DOCUMENT EXCERPT
════
In both the microtiter plate assay and the bioreactor, P. mirabilis formed more biofilm than S. epidermidis but not significantly more (p < 0.08 in the crystal violet assay). This is the first time, to our knowledge, that the biofilm-forming capabilities of these two species have been compared. P. mirabilis’ better biofilm formation may be related to its motility which allows it to swarm over implant surfaces.51 Co-culture of S. epidermidis and P. mirabilis did not significantly increase biofilm formation beyond single culture of these species. Some other studies have shown a profound difference in biofilm formation between single and mixed species cultures;52 very weak biofilm formers can attach to, and become part of, biofilms produced by another species.53 However, mixed biofilm interactions are species dependent and may be competitive as well as cooperative.54 The results of this study are consistent with observations of biofilms grown on polymethyl methacrylate, indicating that any interactions between P. mirabilis and S. epidermidis lead to no significant increase in biofilm formation.55

Fig. 6A to D: Biofilm growth on K-wires of different materials: (A) S. epidermidis in LB broth; (B) Co-culture of S. epidermidis and P. mirabilis in LB broth; (C) Co-culture of S. epidermidis and P. mirabilis in human serum; (D) Average of all results, both single culture and co-culture. The columns represent the means of the repeats (2–4 repeats in Figs A to C; 8–14 repeats in Fig. D) with error bars representing standard error. SS, stainless steel; HA, hydroxyapatite-coated stainless steel; TA, titanium alloy

The use of pure human serum as a growth medium in the bioreactor significantly increased biofilm formation compared to 10% diluted LB broth. This is probably a result of the increased nutrient levels in human serum outweighing the recently reported inhibitory effect exerted by serum proteins on biofilm growth of S. epidermidis.56

In conclusion, we compared the in vitro biofilm growth of clinical strains of S. epidermidis and P. mirabilis on commercially available orthopedic K-wires made from titanium alloy, uncoated stainless steel, and hydroxyapatite-coated steel. These common pin site bacterial species grew as biofilms significantly less well on titanium (as measured by the surface density of viable cells) than on the other two materials. Our results are consistent with the majority of clinical studies which have found that pin site infection rates, relative to those obtained using uncoated stainless steel, are reduced by the use of titanium and more or less unchanged by the use of hydroxyapatite-coated pins.1921,45,49

Although our results are consistent with the majority of clinical studies, they are subject to the limitations of an in vitro study design.57 Factors besides bacterial biofilm growth on pins were not investigated, and several such factors are doubtless involved in the development of bacterial infections at clinical pin sites (e.g., nutrient availability, immune response, and local microbiota). Mechanical factors such as wire tension and frame construction, as well as different clinical situations (e.g., nonunion or gradual deformity correction) can also be influential. In vivo studies are needed to measure the relative importance of these factors.
════
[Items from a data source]

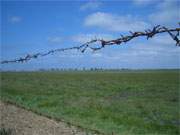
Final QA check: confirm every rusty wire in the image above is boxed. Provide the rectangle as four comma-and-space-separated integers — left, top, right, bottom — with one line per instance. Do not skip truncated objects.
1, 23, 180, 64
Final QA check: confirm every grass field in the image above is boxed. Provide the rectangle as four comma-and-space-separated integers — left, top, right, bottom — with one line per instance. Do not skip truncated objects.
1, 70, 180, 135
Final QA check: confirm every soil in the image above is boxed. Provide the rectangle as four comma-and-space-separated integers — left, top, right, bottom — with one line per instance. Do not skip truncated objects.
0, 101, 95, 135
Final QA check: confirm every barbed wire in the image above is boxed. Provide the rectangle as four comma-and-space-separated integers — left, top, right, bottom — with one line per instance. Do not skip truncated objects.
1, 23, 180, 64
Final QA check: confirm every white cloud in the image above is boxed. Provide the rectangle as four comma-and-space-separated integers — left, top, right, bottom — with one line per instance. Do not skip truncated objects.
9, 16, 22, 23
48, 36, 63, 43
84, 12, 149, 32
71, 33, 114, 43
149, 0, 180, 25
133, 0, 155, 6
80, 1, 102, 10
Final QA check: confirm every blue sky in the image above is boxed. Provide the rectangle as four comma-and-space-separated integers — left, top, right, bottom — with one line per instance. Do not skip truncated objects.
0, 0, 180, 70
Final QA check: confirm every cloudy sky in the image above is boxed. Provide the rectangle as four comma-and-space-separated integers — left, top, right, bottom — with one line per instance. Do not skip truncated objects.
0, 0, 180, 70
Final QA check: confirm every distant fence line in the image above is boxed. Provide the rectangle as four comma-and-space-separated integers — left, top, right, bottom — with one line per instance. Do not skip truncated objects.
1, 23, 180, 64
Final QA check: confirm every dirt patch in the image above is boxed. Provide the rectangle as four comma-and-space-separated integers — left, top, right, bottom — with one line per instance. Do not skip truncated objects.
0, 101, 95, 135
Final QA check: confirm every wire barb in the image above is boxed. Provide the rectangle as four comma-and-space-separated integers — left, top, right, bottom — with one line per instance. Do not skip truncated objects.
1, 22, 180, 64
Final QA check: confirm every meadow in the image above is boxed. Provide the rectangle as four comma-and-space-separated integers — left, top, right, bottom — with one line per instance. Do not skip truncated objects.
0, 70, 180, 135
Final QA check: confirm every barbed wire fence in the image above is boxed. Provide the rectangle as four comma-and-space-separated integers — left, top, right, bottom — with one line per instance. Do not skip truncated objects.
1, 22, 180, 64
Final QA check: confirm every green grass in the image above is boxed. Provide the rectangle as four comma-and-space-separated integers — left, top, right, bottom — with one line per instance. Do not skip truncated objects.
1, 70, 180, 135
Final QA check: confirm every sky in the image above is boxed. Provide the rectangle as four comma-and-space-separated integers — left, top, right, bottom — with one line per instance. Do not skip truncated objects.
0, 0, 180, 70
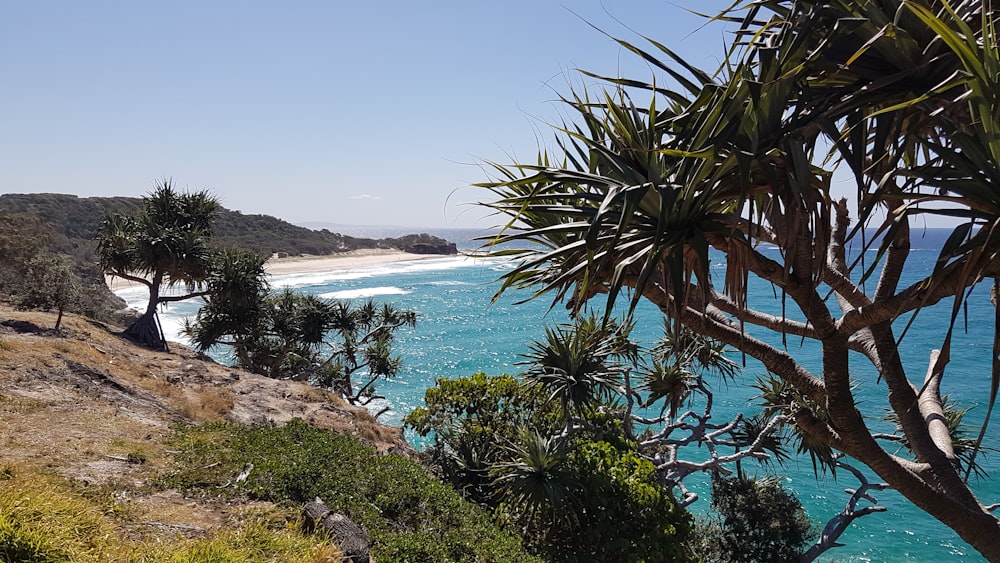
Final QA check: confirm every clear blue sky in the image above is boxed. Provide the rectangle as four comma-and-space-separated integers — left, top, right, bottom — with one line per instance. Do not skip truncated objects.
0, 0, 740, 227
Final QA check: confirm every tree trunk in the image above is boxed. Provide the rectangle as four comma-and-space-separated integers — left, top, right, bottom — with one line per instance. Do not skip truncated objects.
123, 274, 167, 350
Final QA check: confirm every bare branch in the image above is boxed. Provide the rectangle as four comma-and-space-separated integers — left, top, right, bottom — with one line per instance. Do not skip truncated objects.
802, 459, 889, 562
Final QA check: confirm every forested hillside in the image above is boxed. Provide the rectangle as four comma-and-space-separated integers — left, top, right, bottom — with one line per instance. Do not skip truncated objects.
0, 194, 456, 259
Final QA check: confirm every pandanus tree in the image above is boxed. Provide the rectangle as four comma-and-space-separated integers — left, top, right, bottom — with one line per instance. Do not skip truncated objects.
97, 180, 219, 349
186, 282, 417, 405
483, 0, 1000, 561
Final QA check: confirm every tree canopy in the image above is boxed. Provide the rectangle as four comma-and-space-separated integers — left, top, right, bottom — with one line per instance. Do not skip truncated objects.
════
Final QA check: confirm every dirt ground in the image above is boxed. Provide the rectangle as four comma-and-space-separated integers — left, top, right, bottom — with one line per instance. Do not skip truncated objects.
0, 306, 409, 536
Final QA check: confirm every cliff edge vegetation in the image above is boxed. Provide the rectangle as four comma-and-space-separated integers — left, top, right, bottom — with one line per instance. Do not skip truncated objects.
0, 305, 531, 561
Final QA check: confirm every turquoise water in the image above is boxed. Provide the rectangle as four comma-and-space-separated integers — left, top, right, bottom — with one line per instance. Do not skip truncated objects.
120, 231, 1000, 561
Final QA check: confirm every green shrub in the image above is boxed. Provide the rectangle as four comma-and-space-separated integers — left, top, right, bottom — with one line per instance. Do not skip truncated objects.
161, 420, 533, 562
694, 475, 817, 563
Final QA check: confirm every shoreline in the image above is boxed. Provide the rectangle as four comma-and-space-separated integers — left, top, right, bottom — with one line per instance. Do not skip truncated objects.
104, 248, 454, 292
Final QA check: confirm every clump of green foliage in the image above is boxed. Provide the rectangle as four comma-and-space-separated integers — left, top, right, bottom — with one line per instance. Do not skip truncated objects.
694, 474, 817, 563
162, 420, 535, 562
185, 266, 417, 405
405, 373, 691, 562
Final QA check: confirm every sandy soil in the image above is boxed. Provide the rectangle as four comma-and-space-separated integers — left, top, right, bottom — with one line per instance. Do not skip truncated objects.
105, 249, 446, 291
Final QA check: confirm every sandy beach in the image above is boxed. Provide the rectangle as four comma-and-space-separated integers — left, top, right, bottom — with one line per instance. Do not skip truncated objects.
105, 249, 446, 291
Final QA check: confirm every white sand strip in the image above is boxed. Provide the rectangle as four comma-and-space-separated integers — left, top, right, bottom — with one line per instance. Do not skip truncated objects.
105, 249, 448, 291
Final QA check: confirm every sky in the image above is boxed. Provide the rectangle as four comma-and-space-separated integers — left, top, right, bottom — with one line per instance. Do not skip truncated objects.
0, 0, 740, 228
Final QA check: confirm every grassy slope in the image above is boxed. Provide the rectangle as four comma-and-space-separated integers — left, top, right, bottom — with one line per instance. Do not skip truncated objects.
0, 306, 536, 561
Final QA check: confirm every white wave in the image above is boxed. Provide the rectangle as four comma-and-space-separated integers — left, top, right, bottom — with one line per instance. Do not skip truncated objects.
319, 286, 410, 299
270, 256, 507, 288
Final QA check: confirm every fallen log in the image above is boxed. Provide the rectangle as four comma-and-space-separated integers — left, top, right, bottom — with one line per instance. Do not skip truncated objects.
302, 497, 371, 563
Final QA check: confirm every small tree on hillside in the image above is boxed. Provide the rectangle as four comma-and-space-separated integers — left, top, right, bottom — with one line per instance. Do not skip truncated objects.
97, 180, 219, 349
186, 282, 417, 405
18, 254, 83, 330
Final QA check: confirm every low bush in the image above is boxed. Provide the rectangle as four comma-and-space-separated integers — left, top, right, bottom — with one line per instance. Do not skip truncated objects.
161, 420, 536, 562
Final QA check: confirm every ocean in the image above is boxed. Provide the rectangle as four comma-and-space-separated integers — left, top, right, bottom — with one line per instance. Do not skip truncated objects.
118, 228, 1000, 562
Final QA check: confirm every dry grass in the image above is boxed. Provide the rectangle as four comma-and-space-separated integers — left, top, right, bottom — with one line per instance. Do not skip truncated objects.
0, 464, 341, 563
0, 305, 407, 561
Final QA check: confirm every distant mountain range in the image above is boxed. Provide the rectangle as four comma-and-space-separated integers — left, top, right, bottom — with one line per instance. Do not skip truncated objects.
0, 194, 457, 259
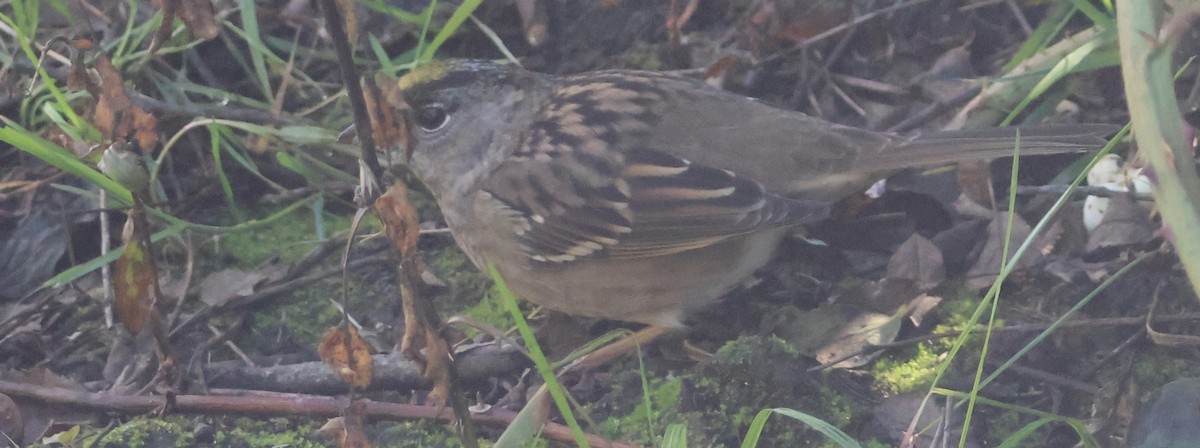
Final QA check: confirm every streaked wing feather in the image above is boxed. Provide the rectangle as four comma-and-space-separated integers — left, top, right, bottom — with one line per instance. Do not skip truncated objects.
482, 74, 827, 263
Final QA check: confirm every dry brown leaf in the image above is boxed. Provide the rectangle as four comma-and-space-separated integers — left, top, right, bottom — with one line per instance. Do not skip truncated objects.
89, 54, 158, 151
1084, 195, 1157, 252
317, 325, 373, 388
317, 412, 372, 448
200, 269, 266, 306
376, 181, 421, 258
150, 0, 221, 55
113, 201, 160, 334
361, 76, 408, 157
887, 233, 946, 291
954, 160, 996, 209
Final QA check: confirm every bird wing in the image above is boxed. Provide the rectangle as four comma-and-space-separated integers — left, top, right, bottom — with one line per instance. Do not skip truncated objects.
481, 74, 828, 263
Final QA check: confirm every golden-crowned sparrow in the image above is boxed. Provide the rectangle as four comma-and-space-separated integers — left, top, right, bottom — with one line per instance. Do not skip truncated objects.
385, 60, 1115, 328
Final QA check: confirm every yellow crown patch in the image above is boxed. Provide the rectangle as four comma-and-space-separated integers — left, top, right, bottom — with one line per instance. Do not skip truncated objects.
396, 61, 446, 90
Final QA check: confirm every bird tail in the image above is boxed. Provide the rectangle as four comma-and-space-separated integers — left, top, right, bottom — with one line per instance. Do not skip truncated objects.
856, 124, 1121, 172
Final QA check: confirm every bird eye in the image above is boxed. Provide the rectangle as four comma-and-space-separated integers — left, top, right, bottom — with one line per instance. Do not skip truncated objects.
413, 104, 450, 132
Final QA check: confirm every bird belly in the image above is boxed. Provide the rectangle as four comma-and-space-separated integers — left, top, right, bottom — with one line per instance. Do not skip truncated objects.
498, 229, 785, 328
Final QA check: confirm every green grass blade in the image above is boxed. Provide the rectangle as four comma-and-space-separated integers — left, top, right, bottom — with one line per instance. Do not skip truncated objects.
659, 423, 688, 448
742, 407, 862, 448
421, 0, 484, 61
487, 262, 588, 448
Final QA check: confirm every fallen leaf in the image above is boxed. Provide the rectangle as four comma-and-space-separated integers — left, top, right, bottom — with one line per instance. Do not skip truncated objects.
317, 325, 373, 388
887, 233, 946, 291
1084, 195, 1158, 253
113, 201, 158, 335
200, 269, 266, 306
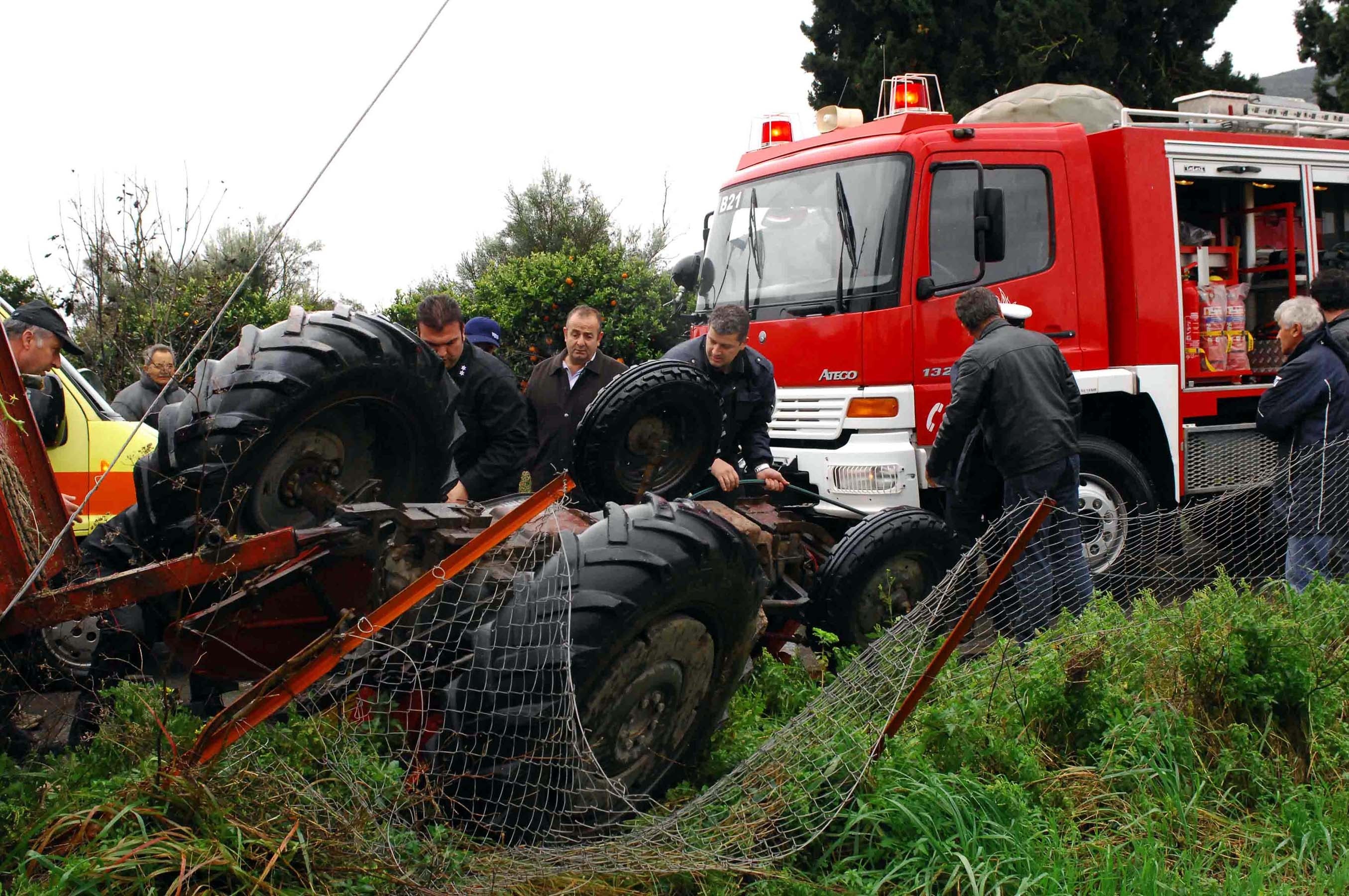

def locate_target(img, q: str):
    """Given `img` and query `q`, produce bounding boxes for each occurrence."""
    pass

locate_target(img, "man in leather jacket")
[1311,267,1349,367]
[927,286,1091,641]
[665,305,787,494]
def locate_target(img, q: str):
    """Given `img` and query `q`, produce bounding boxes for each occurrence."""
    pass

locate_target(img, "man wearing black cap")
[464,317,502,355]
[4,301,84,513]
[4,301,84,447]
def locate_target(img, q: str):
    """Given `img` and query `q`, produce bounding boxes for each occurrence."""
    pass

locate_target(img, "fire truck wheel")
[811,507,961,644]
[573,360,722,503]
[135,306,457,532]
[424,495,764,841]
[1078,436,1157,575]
════
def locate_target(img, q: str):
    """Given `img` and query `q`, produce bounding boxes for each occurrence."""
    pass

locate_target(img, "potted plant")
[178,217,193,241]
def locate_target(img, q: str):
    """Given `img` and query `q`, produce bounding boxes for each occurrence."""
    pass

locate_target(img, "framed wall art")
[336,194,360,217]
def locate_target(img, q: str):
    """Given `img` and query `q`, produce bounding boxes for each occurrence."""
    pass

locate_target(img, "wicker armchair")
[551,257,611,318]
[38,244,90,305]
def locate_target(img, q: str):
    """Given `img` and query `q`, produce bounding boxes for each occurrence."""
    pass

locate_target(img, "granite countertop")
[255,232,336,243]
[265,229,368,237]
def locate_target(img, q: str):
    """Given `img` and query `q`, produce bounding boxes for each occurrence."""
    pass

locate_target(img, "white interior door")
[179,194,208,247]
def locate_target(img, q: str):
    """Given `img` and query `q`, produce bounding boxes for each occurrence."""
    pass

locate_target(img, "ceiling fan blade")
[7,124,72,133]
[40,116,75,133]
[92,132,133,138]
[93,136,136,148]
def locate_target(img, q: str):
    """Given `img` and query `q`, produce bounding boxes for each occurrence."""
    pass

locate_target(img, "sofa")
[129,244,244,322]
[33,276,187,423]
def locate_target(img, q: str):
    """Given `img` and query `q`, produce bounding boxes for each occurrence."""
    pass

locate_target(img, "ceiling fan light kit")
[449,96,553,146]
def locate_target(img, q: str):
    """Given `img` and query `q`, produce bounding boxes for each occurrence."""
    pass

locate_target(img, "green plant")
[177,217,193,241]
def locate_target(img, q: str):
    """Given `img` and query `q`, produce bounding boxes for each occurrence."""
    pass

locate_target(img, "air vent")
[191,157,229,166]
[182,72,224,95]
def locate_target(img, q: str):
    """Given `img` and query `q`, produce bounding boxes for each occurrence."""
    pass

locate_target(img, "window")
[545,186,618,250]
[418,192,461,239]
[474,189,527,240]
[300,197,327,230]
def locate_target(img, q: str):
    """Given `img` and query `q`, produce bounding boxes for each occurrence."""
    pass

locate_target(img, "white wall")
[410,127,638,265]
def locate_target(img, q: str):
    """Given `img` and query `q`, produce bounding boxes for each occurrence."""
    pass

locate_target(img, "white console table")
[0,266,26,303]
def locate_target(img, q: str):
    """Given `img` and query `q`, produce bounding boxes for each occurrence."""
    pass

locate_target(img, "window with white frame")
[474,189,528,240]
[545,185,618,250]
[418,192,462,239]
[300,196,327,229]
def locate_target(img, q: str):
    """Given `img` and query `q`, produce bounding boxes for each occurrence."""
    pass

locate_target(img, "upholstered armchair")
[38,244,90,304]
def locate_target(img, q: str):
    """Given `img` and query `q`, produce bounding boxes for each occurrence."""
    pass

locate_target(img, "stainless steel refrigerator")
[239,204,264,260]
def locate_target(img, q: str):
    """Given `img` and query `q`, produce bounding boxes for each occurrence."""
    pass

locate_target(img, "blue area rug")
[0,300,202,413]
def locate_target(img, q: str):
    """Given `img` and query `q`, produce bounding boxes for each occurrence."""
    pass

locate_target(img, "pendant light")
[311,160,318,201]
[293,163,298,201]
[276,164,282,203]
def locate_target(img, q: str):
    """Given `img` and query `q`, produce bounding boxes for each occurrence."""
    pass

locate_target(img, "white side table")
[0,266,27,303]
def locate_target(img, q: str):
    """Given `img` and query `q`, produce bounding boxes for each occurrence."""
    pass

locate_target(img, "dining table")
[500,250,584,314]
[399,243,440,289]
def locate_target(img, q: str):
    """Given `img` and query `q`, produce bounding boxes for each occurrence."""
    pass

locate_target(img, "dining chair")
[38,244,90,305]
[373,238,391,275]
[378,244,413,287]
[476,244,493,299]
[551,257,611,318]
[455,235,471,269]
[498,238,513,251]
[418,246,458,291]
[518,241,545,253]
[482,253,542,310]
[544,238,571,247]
════
PROBLEM DETAILS
In the excerpt on bacterial biofilm growth on orthopedic K-wires, list every abbreviation that the figure caption defines, each with its meaning.

ANSWER
- SS: stainless steel
- HA: hydroxyapatite-coated stainless steel
- TA: titanium alloy